Entries from a data collection:
....................

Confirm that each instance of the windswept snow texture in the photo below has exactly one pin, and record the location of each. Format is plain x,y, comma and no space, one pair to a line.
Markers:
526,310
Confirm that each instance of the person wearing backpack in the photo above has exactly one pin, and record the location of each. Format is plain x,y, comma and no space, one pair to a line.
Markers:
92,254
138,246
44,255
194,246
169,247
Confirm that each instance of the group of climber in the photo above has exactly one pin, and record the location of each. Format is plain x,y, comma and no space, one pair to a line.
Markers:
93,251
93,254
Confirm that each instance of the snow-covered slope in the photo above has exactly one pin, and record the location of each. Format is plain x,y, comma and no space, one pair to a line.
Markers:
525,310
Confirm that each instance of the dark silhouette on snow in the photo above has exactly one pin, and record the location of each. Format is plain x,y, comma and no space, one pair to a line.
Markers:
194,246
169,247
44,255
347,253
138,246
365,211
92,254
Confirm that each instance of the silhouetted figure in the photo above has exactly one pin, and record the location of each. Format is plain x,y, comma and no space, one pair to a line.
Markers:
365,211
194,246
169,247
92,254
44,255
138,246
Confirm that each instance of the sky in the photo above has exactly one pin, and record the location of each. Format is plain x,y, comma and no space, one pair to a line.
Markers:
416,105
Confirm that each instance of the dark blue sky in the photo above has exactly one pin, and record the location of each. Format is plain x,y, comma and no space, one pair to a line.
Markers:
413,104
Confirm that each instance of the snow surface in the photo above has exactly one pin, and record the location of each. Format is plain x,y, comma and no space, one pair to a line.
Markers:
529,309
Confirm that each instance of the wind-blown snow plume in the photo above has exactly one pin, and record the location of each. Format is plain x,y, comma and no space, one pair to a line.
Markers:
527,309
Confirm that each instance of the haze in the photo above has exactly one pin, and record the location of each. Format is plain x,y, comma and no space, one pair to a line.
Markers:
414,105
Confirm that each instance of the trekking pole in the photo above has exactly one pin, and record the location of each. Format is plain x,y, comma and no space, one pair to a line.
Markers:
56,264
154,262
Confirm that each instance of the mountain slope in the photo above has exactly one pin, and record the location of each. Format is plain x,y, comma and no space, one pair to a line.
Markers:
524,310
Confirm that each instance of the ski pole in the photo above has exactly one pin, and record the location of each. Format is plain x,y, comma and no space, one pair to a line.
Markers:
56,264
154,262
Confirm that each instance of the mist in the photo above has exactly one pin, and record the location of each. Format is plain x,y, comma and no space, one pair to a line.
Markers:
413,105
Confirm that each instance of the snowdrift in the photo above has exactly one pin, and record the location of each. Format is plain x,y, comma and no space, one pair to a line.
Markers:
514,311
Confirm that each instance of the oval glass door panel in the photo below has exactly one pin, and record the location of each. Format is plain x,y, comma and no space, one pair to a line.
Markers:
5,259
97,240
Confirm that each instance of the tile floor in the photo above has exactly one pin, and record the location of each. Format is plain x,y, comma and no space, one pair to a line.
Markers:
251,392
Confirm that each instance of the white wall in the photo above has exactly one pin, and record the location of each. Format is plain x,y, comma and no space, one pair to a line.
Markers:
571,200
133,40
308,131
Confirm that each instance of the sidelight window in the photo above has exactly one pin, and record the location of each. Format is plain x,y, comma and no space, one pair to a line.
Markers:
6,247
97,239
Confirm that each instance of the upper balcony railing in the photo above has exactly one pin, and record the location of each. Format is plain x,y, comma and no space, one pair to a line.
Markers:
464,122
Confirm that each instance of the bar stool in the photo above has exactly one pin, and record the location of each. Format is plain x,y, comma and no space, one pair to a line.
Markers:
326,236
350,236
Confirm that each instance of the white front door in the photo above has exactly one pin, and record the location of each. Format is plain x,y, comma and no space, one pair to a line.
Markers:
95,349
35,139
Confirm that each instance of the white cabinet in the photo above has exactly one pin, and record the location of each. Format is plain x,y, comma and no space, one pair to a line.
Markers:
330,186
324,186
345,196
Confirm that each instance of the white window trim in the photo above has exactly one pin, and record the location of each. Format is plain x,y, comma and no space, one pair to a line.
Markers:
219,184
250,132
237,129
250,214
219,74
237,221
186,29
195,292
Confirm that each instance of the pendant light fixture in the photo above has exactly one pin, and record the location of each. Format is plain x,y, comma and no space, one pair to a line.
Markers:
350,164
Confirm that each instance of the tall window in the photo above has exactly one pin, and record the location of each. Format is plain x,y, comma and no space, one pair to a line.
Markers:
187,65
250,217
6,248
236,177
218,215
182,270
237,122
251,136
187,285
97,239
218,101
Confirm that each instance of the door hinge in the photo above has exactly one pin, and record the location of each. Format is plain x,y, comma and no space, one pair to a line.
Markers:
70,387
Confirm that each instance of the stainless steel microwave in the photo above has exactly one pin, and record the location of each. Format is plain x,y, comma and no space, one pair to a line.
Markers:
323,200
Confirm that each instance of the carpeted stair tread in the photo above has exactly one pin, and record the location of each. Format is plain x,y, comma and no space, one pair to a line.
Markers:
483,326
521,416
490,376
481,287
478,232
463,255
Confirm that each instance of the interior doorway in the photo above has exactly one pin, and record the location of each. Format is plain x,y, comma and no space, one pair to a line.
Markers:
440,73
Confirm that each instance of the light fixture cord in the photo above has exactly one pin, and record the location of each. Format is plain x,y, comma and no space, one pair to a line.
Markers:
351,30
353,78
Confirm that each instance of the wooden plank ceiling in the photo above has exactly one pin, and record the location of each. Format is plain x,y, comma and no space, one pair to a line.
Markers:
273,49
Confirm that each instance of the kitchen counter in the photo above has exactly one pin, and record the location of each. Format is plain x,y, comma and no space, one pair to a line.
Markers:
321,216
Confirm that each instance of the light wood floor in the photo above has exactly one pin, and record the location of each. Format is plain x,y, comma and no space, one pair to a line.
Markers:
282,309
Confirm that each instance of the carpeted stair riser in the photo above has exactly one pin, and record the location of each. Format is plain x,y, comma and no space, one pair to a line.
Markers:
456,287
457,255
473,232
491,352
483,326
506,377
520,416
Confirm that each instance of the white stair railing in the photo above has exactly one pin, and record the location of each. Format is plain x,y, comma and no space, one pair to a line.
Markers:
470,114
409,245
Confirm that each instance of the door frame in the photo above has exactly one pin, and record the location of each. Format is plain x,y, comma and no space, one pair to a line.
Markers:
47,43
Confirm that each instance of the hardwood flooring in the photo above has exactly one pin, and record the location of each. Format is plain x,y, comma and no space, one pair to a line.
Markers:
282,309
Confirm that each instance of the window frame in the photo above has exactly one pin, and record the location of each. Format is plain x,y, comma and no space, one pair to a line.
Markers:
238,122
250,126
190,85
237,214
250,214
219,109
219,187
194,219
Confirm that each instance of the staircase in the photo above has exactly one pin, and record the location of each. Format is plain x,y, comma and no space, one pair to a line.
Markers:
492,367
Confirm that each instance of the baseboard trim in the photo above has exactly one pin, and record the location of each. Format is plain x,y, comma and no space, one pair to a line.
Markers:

....................

**Exercise goal**: Retype all of the entries above, line for line, with no changes.

**Result of this exercise**:
Confirm that each instance of the windswept snow texture in the photo below has exactly one pin, and record the location of each. Format is plain x,y, comma and no space, one pair to a line.
Markers:
526,310
Confirm that each instance of the person wearing backpack in the photo above has exactly one pin, and record the location of each. Format is plain x,y, comma and no space, one pair to a line.
Markers:
92,254
138,246
44,255
194,246
169,247
Confirm that each instance of the group of climber in the photo above has exactly one pin, and record the location of each. Format is plain x,y, comma and no space, one pair to a line.
Markers:
93,251
93,254
Confirm that each instance of the snow-covered slope in the photo above has exactly one pin, and record the location of each. Format is plain x,y, comma and no space, one pair to a line.
Markers:
525,310
Confirm that each instance of the dark silhouette on snow in the photo above has exactly one pin, and record the location of each. Format is plain x,y, comma and no space, one pair to a line.
Markers:
194,246
169,247
44,255
347,253
138,246
365,211
92,254
Confirm that each instance of the silhouetted figure in the photo above has exactly one pin, and record the location of each. Format is plain x,y, comma and no space, one pair to a line.
Markers:
365,211
194,246
169,247
92,254
44,255
138,246
Confirm that each instance of the sky in the photo above has exactly one pin, and record the location of each. Format is plain x,y, comma and no space, one pair to a line.
Markers:
416,105
Confirm that each instance of the dark blue sky in the photo above has exactly one pin, and record the location of each. Format is plain x,y, comma and no space, one pair to a line.
Markers:
413,104
Confirm that each instance of the snow surface in the photo above has exactly one pin, and record the location of each. Format is plain x,y, comma and no space, one pair to a line.
Markers:
529,309
Confirm that each instance of the wind-blown snow plume in the photo above has exactly one pin, and record the location of each. Format is plain x,y, comma and no space, one pair to a line.
Markers:
527,309
Confirm that each instance of the haze in the photo above has exactly one pin, and record the location of each. Format is plain x,y, comma and no space, one pair to a line.
Markers:
414,105
Confirm that each instance of the trekking pole in the photo above has exactly one pin, and record the location of each. Format is plain x,y, comma and no space, one pair to a line.
Markers:
56,264
154,262
Confirm that each instance of the mountain slope in the photo above has exactly one pin, and record the location of each. Format is plain x,y, comma and no space, one pair to a line.
Markers:
524,310
Confirm that each instance of the ski pole in the photo above has exactly one pin, and record the location of each. Format is plain x,y, comma and no space, one pair to a line.
Markers:
56,264
154,262
Confirm that each instance of the mist in the photo above has exactly one pin, and record the location of each. Format is plain x,y, comma and no space, one pair to a line.
Markers:
413,105
Confirm that each instance of the snowdrift in the photo above has exactly one pin, and record the location of each. Format is plain x,y, comma and no space, one pair to a line.
Markers:
514,311
Confirm that each instance of the oval glass door panel in the photo below has exactly one pin, and record the location of each. Format is plain x,y, comma and no space, one pair to a line.
Markers:
5,259
97,240
Confirm that each instance of the tile floor in the photo above has exactly one pin, and record the location of each. Format is plain x,y, comma and no space, one pair to a line.
Markers:
251,392
Confirm that each instance of the white wall in the photo above has exactly one pin, and record the location of each. Format is plain x,y, comma and no space, one pair to a line.
Markers:
571,200
133,40
308,131
Confirm that each instance of the sidelight window in the photo above has exactly one pin, and record the location of each. Format is plain x,y, comma and no space, one pair to a line.
Markers:
6,247
97,239
Confirm that each instance of the upper balcony railing in the photo above has exactly one pin, and record the location of each. Format is plain x,y, comma and no space, one pair to a line.
Markers:
464,122
Confirm that each instance of the bar stool in the photo above has exactly one pin, and record the location of each. Format is plain x,y, comma and no space, one pair to a line.
Markers:
326,236
350,236
Confirm that each instance of the white front door in the photo above has exactly one pin, and record the location of each. Format is plain x,y, comma and no space, one pair to a line.
Markers:
95,349
35,139
Confirm that each instance of the white cabinet in the photo above has exactly one pin, and record the location of each. Format is plain x,y, comma and no space, one pair to a line.
Markers:
330,186
324,186
345,196
Confirm that each instance of the white window trim in the photo above has exactly one pin, and record the location of each. Format is plain x,y, comma and no space, one pair to a line.
Markers:
219,184
250,132
237,129
250,214
219,74
237,221
186,29
195,292
Confirm that each instance of the pendant light fixture in the photo above has exactly one pin, and record the location of each. Format is plain x,y, comma and no space, one pair to a line.
Markers:
350,164
Confirm that each instance of the tall window in the photo above has exactly one pin, and record the location of each. Format is plain x,y, comma and no space, one pair to a line.
Markers:
187,65
250,217
6,248
236,177
218,215
182,270
237,122
251,136
187,285
97,239
218,101
Confirm that each instance of the door hinge in the photo above has exactly one pin, and record the location of each. Format is plain x,y, comma and no space, one pair to a line.
Markers:
70,387
Confirm that each instance of the stainless steel microwave in the photo above has exactly one pin, and record the location of each. Format is plain x,y, comma and no space, one pair to a line.
Markers:
323,200
Confirm that each instance of the carpeted stair tread in the photo above has exactly one pin, and record the location of each. Format is plain x,y, comma and no space, one pair to a line.
Markers:
483,326
521,416
490,376
481,287
478,232
463,255
Confirm that each instance of the interior doorway in the photo above has exactly one pin, and record the location of each. Format is plain x,y, comma and no space, one pair to a line.
Markers:
440,73
Confirm that each instance of the light fixture cord in the photo above has exactly one pin, and record the location of each. Format is plain x,y, comma and no space, one pair to a line.
Markers:
351,30
353,78
Confirm that each instance of the wooden plank ceiling in the photo above has exactly one pin, and record the location of each. Format is plain x,y, comma and no space, one pair to a line.
Markers:
273,49
Confirm that each instance of the kitchen counter in the photo above has exactly one pin, and record the location of each. Format is plain x,y, comma and no space, one pair to a line.
Markers:
321,216
Confirm that each instance of the light wood floor in the photo above has exactly one pin, and record the location of each. Format is plain x,y, comma and no space, one pair to a line.
Markers:
282,309
Confirm that each instance of the carpeted stair riser in the photo above has exactly one pin, and record the location of each. Format is plain x,y, comma and no space, one pair to a line.
Markers:
456,287
457,255
473,232
491,352
483,326
506,377
520,416
Confirm that each instance of the white stair railing in the photo above has exactly one pin, and record the location of each. Format is plain x,y, comma and no space, one pair to a line.
Markers:
470,114
409,245
Confirm that each instance of the door frame in the photo above has exactly one pin, and record the location of each. Format is plain x,y, comma and no space, one pair to a line.
Markers:
47,43
Confirm that each instance of the hardwood flooring in the photo above has exactly one pin, and record the location of each. Format is plain x,y, comma and no space, one pair to a line.
Markers:
282,309
Confirm that each instance of the window frame in the photo above has exactly one pin, and record the location of each. Format is plain x,y, comma and no space, one pair to a line.
Markers:
238,122
250,126
190,85
237,214
250,214
219,109
219,187
194,219
Confirm that each instance of the staircase in the photo above has exactly one pin, and record the location of each. Format is plain x,y, comma and no space, one pair to a line.
Markers:
492,367
Confirm that each instance of the baseboard trim in the photo above has exactly one pin, and record the location of each. Format is plain x,y, comma and no space, one pair to a line.
Markers:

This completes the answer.